+++ Data supplied +++
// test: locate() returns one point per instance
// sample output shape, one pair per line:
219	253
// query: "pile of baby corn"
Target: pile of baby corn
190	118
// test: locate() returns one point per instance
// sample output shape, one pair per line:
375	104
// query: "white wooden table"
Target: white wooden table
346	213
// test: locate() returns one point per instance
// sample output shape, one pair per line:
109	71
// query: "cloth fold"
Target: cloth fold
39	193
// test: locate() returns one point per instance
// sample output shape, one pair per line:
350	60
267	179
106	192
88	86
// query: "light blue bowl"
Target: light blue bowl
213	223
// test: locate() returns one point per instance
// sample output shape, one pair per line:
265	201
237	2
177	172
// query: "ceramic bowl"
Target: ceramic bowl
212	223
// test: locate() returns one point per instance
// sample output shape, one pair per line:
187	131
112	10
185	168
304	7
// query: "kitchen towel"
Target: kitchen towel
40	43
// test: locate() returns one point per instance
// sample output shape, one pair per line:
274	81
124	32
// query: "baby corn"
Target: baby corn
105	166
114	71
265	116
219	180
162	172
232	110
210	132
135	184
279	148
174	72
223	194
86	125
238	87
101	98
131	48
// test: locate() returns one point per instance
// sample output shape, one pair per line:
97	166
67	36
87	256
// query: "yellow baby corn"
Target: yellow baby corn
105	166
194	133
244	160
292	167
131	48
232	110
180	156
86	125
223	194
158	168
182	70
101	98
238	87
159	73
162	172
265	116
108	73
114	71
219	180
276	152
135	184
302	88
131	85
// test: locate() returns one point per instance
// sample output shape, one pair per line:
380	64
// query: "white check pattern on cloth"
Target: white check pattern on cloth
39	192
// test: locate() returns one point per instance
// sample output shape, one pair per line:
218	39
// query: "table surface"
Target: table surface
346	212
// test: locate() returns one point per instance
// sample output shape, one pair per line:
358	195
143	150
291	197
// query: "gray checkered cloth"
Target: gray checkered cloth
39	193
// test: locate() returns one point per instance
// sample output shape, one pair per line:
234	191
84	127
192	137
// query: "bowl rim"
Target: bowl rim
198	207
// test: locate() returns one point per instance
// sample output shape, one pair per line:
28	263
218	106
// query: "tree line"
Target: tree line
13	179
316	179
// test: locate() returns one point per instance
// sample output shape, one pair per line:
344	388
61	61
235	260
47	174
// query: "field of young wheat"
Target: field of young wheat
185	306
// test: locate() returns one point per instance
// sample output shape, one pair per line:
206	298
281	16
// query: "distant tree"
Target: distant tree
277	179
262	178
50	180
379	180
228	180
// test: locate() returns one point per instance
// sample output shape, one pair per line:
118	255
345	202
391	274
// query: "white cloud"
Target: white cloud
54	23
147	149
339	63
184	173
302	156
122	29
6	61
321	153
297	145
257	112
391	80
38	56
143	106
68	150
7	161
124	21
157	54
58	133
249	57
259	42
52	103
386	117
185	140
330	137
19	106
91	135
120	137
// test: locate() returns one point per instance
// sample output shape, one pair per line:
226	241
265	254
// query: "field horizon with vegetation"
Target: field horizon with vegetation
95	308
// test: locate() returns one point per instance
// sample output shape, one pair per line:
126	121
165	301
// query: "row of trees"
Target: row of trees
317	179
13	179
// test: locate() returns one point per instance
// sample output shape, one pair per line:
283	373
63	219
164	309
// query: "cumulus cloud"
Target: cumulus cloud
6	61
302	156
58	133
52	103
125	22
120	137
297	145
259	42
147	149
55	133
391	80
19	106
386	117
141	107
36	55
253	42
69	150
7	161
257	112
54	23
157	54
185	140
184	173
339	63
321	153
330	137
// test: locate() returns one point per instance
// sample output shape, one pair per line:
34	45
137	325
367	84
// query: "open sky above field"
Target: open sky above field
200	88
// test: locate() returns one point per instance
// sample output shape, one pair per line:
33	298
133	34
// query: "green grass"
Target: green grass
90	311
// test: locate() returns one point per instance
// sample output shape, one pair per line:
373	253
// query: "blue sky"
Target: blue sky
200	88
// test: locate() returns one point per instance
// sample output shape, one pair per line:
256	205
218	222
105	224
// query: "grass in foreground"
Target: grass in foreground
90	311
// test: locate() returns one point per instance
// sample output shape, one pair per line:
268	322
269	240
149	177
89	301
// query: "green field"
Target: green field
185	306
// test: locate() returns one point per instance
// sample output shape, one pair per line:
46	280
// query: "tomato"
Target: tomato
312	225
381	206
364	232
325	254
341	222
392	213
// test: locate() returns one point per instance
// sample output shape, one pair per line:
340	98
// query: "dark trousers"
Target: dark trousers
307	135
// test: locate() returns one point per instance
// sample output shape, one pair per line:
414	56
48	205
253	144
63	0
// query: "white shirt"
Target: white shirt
+++
* Prompt *
Please output every record, keeping each line exact.

* Full solution *
// test: locate() returns one point per instance
// sample output shape, one pair per line:
219	253
// query: "pile of baby corn"
Target: pile of baby corn
190	118
// test: locate() returns one point per instance
// sample output shape, one pair per line:
375	104
// query: "white wooden table"
Target: white wooden table
346	213
// test: locate() returns one point per instance
// sample output shape, one pair per line:
109	71
// query: "cloth fold"
Target: cloth fold
39	193
// test: locate() returns one point per instance
// sample output shape, one pair per line:
350	60
267	179
106	192
88	86
// query: "light blue bowl"
Target: light blue bowl
213	223
// test: locate() returns one point per instance
// sample output shape, one pair per line:
265	201
237	2
177	172
// query: "ceramic bowl"
Target: ceramic bowl
212	223
// test: locate() returns one point per instance
// sample output shape, one pair per line:
187	131
112	10
185	168
304	7
// query: "kitchen towel"
Target: kitchen towel
40	43
// test: locate() returns one point per instance
// sample output shape, one pair per line:
274	81
124	32
// query: "baby corn"
Target: baby corn
105	166
114	71
265	116
219	180
162	172
232	110
210	132
135	184
279	148
174	72
223	194
86	125
238	87
101	98
131	48
// test: locate() returns one point per instance
// sample output shape, one pair per line:
97	166
67	36
87	256
// query: "yellow baby corn"
Target: yellow baby corn
105	166
194	133
244	160
292	167
131	48
232	110
180	156
86	125
223	194
158	168
182	70
101	98
238	87
159	73
162	172
265	116
108	73
114	71
219	180
276	152
135	184
302	88
131	85
// test: locate() returns one point per instance
// sample output shape, one pair per line:
380	64
// query: "white check pattern on cloth"
Target: white check pattern on cloth
39	192
// test: locate() returns one point per instance
// sample output shape, one pair per line:
218	39
// query: "table surface"
Target: table surface
346	212
// test: locate() returns one point per instance
// sample output shape, one pair per line:
358	195
143	150
291	197
// query: "gray checkered cloth"
Target: gray checkered cloth
39	193
// test: locate() returns one point per instance
// sample output shape, one pair per line:
234	191
84	127
192	137
// query: "bowl rim"
Target: bowl rim
198	207
// test: locate() returns one point per instance
// sample output shape, one pair per line:
28	263
218	106
// query: "tree line"
Target: tree line
13	179
316	179
// test: locate() returns one point per instance
// sample output shape, one pair per line:
344	388
61	61
235	260
47	174
// query: "field of young wheat"
Target: field of young wheat
185	306
// test: locate() returns one point per instance
// sample output shape, one pair per line:
206	298
281	16
// query: "distant tree"
Target: distant tree
277	179
262	178
50	180
379	180
228	180
// test: locate() returns one point per instance
// sample output shape, one pair per line:
118	255
345	202
391	274
// query: "white cloud"
Target: white cloud
54	23
147	149
339	63
184	173
302	156
122	29
6	61
321	153
297	145
257	112
391	80
38	56
143	106
68	150
7	161
124	21
157	54
58	133
249	57
259	42
52	103
386	117
185	140
330	137
19	106
91	135
120	137
// test: locate() returns one point per instance
// sample output shape, one pair per line:
226	241
265	254
// query: "field horizon with vegetation"
Target: field horizon with vegetation
95	308
// test: locate() returns one point per instance
// sample output shape, one pair per line:
126	121
165	301
// query: "row of trees"
Target: row of trees
317	179
13	179
// test: locate() returns one point per instance
// sample output shape, one pair per line:
283	373
63	219
164	309
// query: "cumulus cloud"
Target: cumulus cloud
6	61
302	156
58	133
52	103
125	22
120	137
297	145
259	42
147	149
55	133
391	80
19	106
386	117
141	107
36	55
253	42
69	150
7	161
257	112
54	23
157	54
185	140
184	173
339	63
321	153
330	137
// test: locate() returns one point per instance
// sample output shape, one pair per line:
34	45
137	325
367	84
// query: "open sky above field"
Target: open sky above field
200	88
// test: locate() returns one point per instance
// sample output shape, one pair per line:
33	298
133	34
// query: "green grass"
Target: green grass
90	311
// test: locate() returns one point per instance
// sample output shape, one pair per line:
373	253
// query: "blue sky"
Target: blue sky
200	88
// test: locate() returns one point per instance
// sample output shape, one pair per line:
256	205
218	222
105	224
// query: "grass in foreground"
Target: grass in foreground
90	311
// test: locate() returns one point per instance
// sample output shape, one pair per line:
268	322
269	240
149	177
89	301
// query: "green field"
Target: green field
185	306
// test: locate() returns one point per instance
// sample output shape, one pair per line:
46	280
// query: "tomato"
Target: tomato
312	225
381	206
364	232
325	254
341	222
392	213
// test: locate() returns one point per instance
// sample output shape, one pair per line:
340	98
// query: "dark trousers"
Target: dark trousers
307	135
// test: locate() returns one point per instance
// sample output shape, one pair per line:
414	56
48	205
253	144
63	0
// query: "white shirt"
Target: white shirt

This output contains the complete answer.